Estratto selezionato

The Gentlemen (2020)

Il boss invecchiato di Guy Ritchie

West London, pub isolato, boccale di birra, piano sequenza rallentato, la sentenza del boss e schizzi di sangue: Guy Ritchie è tornato!

Lo fa mantenendo la classe che lo ha erto a mito, utilizzando gli shockanti trucchi del passato, da una luce prettamente irish agli iconici e incessanti flashback, dal montaggio a ritroso alle ansiolitiche slow motion, fino ad arrivare al feroce e focoso slang britannico, condito però da un irresistibile humour nero, per terminare con l’usuale e azzeccata soundtrack di contorno, dai Can a David Rawlings, da Paul Jones ai Cream per arrivare al festoso epilogo di Paul Weller e i Jam!

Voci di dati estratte

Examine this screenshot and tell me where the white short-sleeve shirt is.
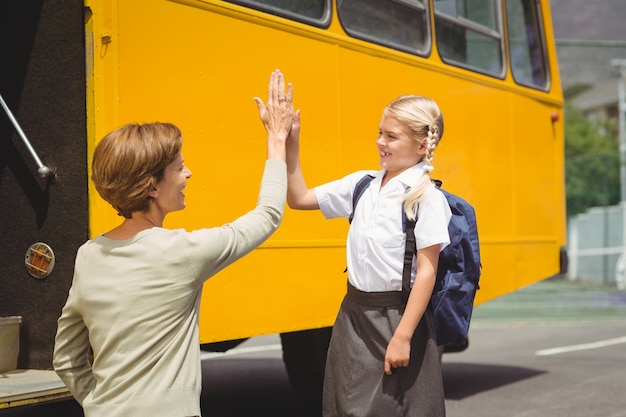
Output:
[315,163,452,292]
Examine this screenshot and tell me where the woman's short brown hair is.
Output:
[91,122,183,218]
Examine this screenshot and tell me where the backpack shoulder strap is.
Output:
[348,174,374,223]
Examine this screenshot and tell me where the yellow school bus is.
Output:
[2,0,565,408]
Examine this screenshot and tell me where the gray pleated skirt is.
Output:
[322,284,446,417]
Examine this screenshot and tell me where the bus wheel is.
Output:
[280,327,332,415]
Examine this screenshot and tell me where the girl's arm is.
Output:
[287,110,320,210]
[385,244,441,375]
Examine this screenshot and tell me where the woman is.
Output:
[53,70,293,417]
[287,96,451,417]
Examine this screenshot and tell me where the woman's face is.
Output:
[152,153,191,215]
[376,115,425,178]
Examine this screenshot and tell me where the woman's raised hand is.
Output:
[254,70,294,140]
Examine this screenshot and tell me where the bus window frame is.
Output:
[504,0,552,92]
[222,0,333,29]
[335,0,433,58]
[433,0,508,80]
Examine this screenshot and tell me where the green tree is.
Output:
[565,101,620,217]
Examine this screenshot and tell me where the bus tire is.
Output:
[280,327,332,415]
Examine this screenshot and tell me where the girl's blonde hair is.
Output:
[91,123,183,219]
[383,95,443,220]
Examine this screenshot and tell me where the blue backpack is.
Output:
[349,175,482,350]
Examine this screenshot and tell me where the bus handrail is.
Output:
[0,94,53,178]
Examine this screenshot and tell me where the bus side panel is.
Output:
[0,0,88,369]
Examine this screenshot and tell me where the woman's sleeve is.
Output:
[53,287,96,405]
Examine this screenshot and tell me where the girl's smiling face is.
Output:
[376,115,426,180]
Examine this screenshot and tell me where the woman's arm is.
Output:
[385,244,441,375]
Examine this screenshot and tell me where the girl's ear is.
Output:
[417,140,426,156]
[148,178,159,198]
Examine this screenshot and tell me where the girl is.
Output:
[266,95,451,417]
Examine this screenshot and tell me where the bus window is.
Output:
[506,0,548,89]
[337,0,430,55]
[435,0,504,77]
[226,0,331,27]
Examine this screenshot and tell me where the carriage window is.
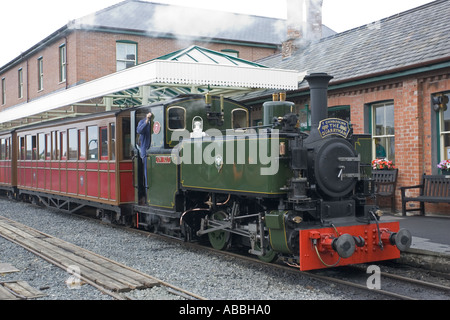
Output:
[167,107,186,130]
[88,126,98,160]
[78,130,86,160]
[52,131,61,160]
[6,138,12,160]
[69,129,78,160]
[122,119,131,160]
[19,137,25,160]
[61,132,67,160]
[45,134,52,160]
[100,127,108,160]
[38,133,45,160]
[0,139,6,160]
[109,123,116,160]
[26,135,36,160]
[231,109,248,129]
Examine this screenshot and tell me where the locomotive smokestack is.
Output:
[283,0,323,58]
[305,73,333,142]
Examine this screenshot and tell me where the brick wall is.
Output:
[328,70,450,214]
[0,30,277,111]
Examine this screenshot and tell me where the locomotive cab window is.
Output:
[167,107,186,131]
[231,109,248,129]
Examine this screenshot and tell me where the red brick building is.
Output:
[0,0,333,117]
[244,0,450,214]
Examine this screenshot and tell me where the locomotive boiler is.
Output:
[131,74,412,270]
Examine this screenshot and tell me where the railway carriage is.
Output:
[0,74,412,270]
[0,130,17,198]
[13,111,134,221]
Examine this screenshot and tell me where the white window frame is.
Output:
[438,92,450,162]
[37,57,44,91]
[371,100,395,161]
[59,43,67,83]
[116,41,138,71]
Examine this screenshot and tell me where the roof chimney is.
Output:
[283,0,323,58]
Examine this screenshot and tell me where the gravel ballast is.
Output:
[0,198,348,301]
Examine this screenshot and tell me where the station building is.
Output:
[242,0,450,215]
[0,0,334,117]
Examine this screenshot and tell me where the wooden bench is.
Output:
[400,175,450,216]
[372,169,398,212]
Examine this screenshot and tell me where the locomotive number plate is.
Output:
[156,156,172,164]
[319,118,350,138]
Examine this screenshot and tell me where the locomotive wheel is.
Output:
[255,243,278,263]
[208,211,231,250]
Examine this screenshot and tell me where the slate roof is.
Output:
[70,0,335,45]
[257,0,450,87]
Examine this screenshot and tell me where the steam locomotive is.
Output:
[0,74,412,270]
[131,74,411,270]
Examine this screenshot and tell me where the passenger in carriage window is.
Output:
[136,112,153,189]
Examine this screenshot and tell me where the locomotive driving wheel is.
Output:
[208,211,231,250]
[255,243,278,263]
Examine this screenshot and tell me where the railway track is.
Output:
[0,202,450,300]
[0,217,205,300]
[124,222,450,300]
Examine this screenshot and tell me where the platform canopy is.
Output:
[0,46,306,129]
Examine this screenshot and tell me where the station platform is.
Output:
[381,210,450,272]
[381,211,450,255]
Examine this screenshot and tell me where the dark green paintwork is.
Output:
[265,211,291,253]
[181,136,292,196]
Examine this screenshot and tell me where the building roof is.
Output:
[0,0,336,73]
[258,0,450,92]
[70,0,335,46]
[0,46,305,125]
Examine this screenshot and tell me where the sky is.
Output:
[0,0,432,66]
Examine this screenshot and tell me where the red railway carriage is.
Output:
[0,131,17,197]
[17,111,135,219]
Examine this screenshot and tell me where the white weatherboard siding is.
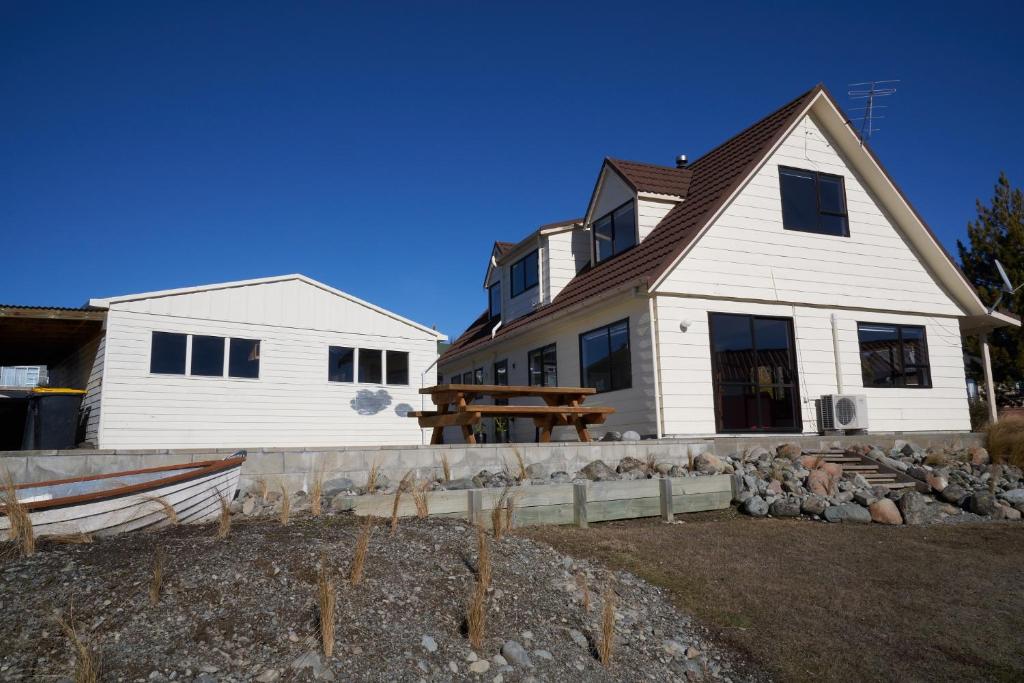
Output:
[658,117,963,315]
[655,296,971,435]
[441,297,656,443]
[92,280,436,449]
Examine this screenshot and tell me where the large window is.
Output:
[526,344,558,386]
[510,250,539,297]
[150,332,188,375]
[857,323,932,389]
[778,166,850,237]
[359,348,383,384]
[227,337,259,379]
[580,319,633,392]
[487,283,502,317]
[593,201,637,263]
[385,351,409,384]
[188,335,224,377]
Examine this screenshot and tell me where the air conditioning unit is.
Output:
[818,393,867,432]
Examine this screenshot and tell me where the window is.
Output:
[327,346,355,382]
[580,319,633,391]
[857,323,932,389]
[487,283,502,317]
[778,166,850,238]
[227,337,259,378]
[593,201,637,263]
[387,351,409,384]
[150,332,188,375]
[495,360,509,386]
[511,250,539,297]
[359,348,382,384]
[526,344,558,386]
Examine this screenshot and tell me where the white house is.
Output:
[78,274,444,449]
[439,86,1020,440]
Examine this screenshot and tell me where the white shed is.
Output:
[83,274,444,449]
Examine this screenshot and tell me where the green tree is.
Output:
[956,172,1024,382]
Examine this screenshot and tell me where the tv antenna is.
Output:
[988,259,1024,313]
[847,80,899,146]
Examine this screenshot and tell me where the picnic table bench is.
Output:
[407,384,615,443]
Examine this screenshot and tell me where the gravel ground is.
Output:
[0,514,766,683]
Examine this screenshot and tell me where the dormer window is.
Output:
[487,282,502,317]
[510,250,540,297]
[593,200,637,263]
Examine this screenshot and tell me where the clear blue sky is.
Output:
[0,1,1024,336]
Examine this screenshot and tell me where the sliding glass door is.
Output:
[709,313,803,432]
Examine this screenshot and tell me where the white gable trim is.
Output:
[89,273,447,340]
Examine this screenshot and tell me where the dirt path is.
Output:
[528,511,1024,681]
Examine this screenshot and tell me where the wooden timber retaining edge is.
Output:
[348,474,733,528]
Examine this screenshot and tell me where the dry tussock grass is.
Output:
[985,418,1024,467]
[3,471,36,557]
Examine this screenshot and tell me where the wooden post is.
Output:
[657,477,675,522]
[467,488,483,524]
[572,481,587,528]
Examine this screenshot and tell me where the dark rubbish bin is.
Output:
[22,387,85,451]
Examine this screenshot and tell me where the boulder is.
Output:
[800,494,828,515]
[768,498,800,517]
[896,490,928,526]
[867,498,903,525]
[964,492,1000,515]
[825,503,871,524]
[580,460,618,481]
[742,496,768,517]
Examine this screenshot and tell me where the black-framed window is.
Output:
[358,348,384,384]
[526,344,558,386]
[778,166,850,238]
[227,337,259,379]
[385,351,409,384]
[495,359,509,386]
[150,332,188,375]
[591,200,637,263]
[327,346,355,382]
[857,323,932,389]
[188,335,224,377]
[487,282,502,317]
[580,318,633,392]
[509,249,540,297]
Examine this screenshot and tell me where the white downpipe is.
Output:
[831,313,843,393]
[647,297,663,439]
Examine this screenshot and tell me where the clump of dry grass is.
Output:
[217,490,231,539]
[412,480,430,519]
[57,609,99,683]
[150,546,167,607]
[281,482,292,526]
[145,496,178,526]
[316,559,337,657]
[597,584,615,667]
[3,471,36,557]
[984,418,1024,467]
[349,516,374,586]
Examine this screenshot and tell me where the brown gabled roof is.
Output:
[440,85,822,362]
[604,158,693,197]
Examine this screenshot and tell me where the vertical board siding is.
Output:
[655,296,971,435]
[99,281,437,449]
[659,117,961,315]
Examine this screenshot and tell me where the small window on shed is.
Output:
[150,332,188,375]
[227,337,259,379]
[359,348,383,384]
[387,351,409,384]
[189,335,224,377]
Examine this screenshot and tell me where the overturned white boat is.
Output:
[0,451,246,538]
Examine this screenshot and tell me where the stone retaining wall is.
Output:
[0,432,982,492]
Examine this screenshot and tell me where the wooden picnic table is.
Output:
[407,384,615,443]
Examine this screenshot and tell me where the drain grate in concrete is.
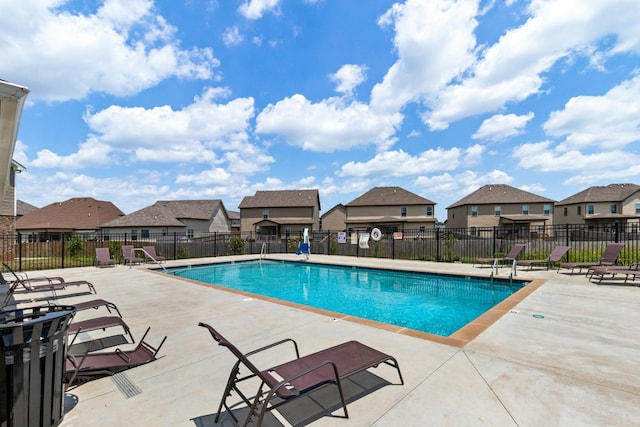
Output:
[111,372,142,399]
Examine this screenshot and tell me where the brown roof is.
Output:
[16,200,38,216]
[447,184,554,209]
[102,200,224,228]
[556,184,640,206]
[238,190,320,209]
[16,197,124,230]
[345,187,435,206]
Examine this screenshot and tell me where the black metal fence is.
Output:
[0,223,640,271]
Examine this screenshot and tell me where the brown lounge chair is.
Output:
[587,261,640,284]
[122,245,144,265]
[474,243,526,267]
[142,246,165,263]
[96,248,116,267]
[70,299,122,317]
[558,243,624,275]
[65,328,167,387]
[0,263,96,305]
[68,316,136,346]
[516,246,571,270]
[198,322,404,426]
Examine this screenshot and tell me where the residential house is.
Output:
[101,200,231,240]
[0,160,25,235]
[447,184,554,238]
[239,190,320,239]
[320,203,347,231]
[345,187,436,233]
[554,184,640,232]
[16,197,124,242]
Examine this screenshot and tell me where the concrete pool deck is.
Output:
[0,255,640,427]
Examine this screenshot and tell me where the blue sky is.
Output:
[0,0,640,220]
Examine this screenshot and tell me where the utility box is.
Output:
[0,305,75,427]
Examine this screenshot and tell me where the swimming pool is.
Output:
[167,260,525,336]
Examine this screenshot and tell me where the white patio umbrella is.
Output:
[0,80,29,200]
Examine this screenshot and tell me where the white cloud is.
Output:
[371,0,478,111]
[339,145,483,177]
[0,0,219,101]
[423,0,640,130]
[256,95,402,152]
[222,25,244,46]
[329,64,367,94]
[543,76,640,151]
[471,113,534,141]
[238,0,280,20]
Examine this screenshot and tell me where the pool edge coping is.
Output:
[143,259,546,348]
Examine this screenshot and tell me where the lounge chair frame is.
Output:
[558,243,625,276]
[516,246,571,270]
[65,327,167,387]
[198,322,404,426]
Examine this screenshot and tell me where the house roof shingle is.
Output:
[447,184,554,209]
[238,190,320,209]
[345,187,435,207]
[16,197,124,230]
[556,184,640,206]
[102,200,224,228]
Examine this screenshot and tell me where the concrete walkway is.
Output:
[0,255,640,427]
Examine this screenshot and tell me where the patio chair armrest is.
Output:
[271,360,340,398]
[245,338,300,359]
[116,348,131,363]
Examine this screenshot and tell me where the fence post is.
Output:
[18,233,22,271]
[60,233,64,268]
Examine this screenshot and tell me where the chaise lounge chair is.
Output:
[96,248,116,267]
[198,322,404,426]
[122,245,144,265]
[587,261,640,284]
[558,243,624,274]
[516,246,571,270]
[142,246,165,263]
[65,328,167,387]
[0,263,97,306]
[474,243,526,268]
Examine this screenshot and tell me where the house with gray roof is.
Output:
[16,197,124,242]
[554,184,640,231]
[447,184,555,237]
[101,200,231,240]
[238,190,320,239]
[345,187,436,233]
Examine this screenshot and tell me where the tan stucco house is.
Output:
[238,190,320,239]
[554,184,640,232]
[345,187,436,233]
[101,200,231,240]
[446,184,554,237]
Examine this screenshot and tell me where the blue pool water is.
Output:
[168,260,524,336]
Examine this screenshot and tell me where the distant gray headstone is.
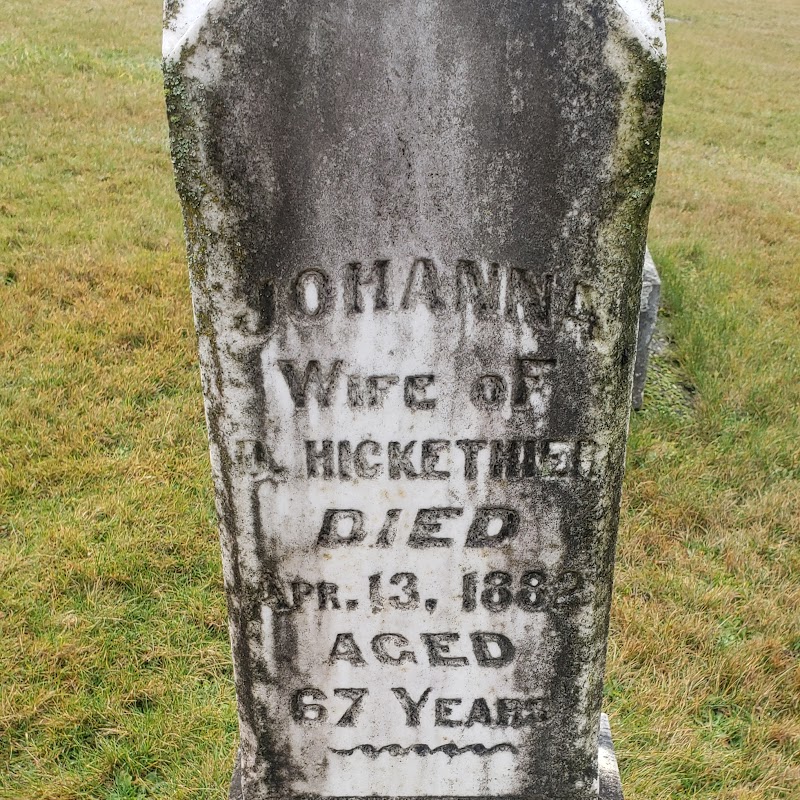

Compiti richiesti
A: Secondo il testo su The Gentlemen, chi firma il festoso epilogo della colonna sonora?
B: Ricopia dal testo su The Gentlemen il passo che va da "West London, pub" fino a "Weller e i Jam!" compreso.
I record non hanno alcun ruolo in questo lavoro.

Risultati in ordine
A: Paul Weller e i Jam.

B:
West London, pub isolato, boccale di birra, piano sequenza rallentato, la sentenza del boss e schizzi di sangue: Guy Ritchie è tornato!

Lo fa mantenendo la classe che lo ha erto a mito, utilizzando gli shockanti trucchi del passato, da una luce prettamente irish agli iconici e incessanti flashback, dal montaggio a ritroso alle ansiolitiche slow motion, fino ad arrivare al feroce e focoso slang britannico, condito però da un irresistibile humour nero, per terminare con l’usuale e azzeccata soundtrack di contorno, dai Can a David Rawlings, da Paul Jones ai Cream per arrivare al festoso epilogo di Paul Weller e i Jam!